- **Source excerpt**
• • • •
Tue, 03/21/2006 - 7:02am
Jeff Baumgartner, CED

Las Vegas -  The cable industry and the telcos set aside their swords for a few moments here Monday at the TelecomNEXT confab to discuss what's on the horizon for both, touching on a common theme that they must embrace change in order to remain relevant to consumers.

Time Warner Cable CEO Glenn Britt acknowledged that change is "scary," but in the same breath noted that the winners in this new game will be the ones who leverage change as an opportunity.

"I don't think being a fast-follower is enough in this business," Britt later said, noting Time Warner Cable's historically early and broad rollouts of new services and applications such as video-on-demand, digital video recorders and IP-based digital phone services.

He said the MSO will maintain that trend with apps such as TV-based caller ID, interactive television and "Start Over," a service that allows customers to restart select programs (i.e. those with copyright clearance) that are already in progress.

Britt also touched on Time Warner's mobility plans, particularly those linked to the joint venture with Sprint Nextel and fellow cable operators Comcast Corp., Advance/Newhouse, and Cox Communications.

In addition to supplying mobile voice services to the cable arsenal, the J.V. will also add mobility to the MSO's other product lines, Britt said. Specific apps that will emerge from the J.V. include giving customers the ability to program their DVRs remotely and to watch shows recorded via a mobile device.

Ivan Seidenberg, CEO of Verizon, also gazed into his crystal ball, noting that "the next wave of the Internet revolution" will include speeds of 100 Mbps-plus, and a mix of fiber-based, wireless and cellular technologies, particularly EV-DO, WiMAX and WiFi.

"Speed wins," he later said, when summing up how the competitive forces will align.

Speed is also a key component of Verizon's fiber-fed platform. The telco ended 2005 with 3 million homes passed with fiber-to-the-premises (FTTP) technology. That number is expected to reach 6 million by the end of 2006, and hit the range of 18 million to 20 million by the end of the decade.

Fellow keynoter Bob Iger, the CEO of The Walt Disney Co., said the riskiest thing a producer of content could do is to maintain the status quo as consumers establish more control in how and when they obtain and view media.

He said Disney will embrace portability, rather than become a slave to fixed media. "At Disney, we are refusing to do that," he said, referring to the latter.
• • • •
Condense the paragraph of the TelecomNEXT article beginning "Speed is also a key component" into a short bulleted list that keeps its main facts and figures. The listing that follows comes from a separate source.
• • • •
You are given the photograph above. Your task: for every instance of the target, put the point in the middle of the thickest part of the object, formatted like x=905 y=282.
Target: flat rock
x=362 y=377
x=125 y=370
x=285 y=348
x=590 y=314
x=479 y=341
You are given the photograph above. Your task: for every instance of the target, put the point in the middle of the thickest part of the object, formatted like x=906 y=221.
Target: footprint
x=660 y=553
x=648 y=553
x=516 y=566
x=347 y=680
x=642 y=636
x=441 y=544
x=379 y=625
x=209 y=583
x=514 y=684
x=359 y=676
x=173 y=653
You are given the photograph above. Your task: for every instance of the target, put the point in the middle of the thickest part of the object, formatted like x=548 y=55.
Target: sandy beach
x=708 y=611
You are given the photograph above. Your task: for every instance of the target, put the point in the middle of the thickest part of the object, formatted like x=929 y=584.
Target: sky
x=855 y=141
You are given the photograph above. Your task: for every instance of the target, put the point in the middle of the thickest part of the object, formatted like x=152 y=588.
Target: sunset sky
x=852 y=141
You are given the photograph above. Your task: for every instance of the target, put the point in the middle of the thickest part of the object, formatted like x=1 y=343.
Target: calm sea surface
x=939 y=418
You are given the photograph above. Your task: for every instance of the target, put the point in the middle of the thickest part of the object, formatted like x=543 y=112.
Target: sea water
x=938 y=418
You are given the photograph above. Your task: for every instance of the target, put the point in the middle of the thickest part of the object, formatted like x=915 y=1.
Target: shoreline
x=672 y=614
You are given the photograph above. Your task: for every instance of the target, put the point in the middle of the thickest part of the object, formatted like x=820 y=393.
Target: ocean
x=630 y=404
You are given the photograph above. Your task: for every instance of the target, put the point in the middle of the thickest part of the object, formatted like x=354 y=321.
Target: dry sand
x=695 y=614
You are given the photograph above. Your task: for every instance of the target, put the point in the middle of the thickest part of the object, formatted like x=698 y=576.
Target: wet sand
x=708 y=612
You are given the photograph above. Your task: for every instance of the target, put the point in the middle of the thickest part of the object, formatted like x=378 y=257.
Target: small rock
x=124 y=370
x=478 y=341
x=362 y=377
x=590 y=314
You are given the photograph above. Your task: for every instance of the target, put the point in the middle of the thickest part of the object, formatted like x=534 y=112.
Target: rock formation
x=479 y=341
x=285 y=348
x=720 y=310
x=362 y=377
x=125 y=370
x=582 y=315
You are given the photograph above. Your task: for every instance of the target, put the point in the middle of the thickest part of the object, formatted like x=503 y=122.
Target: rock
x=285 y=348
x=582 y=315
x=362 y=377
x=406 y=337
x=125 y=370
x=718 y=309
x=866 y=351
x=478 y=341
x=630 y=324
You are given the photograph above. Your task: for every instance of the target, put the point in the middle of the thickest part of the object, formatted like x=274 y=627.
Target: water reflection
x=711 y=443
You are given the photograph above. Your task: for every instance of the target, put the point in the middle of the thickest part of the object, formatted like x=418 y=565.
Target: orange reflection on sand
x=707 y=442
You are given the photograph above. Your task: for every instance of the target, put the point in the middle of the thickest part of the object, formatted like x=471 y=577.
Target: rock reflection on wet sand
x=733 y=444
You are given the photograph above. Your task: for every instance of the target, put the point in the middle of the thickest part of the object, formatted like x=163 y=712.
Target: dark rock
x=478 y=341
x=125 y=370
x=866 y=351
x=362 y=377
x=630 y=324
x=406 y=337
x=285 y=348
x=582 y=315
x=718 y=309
• • • •
- **Solved problem**
- Speed is central to Verizon's fiber-fed platform.
- At the end of 2005, Verizon's fiber-to-the-premises (FTTP) technology passed 3 million homes.
- That number is expected to reach 6 million by the end of 2006.
- It is projected to reach 18 million to 20 million by the end of the decade.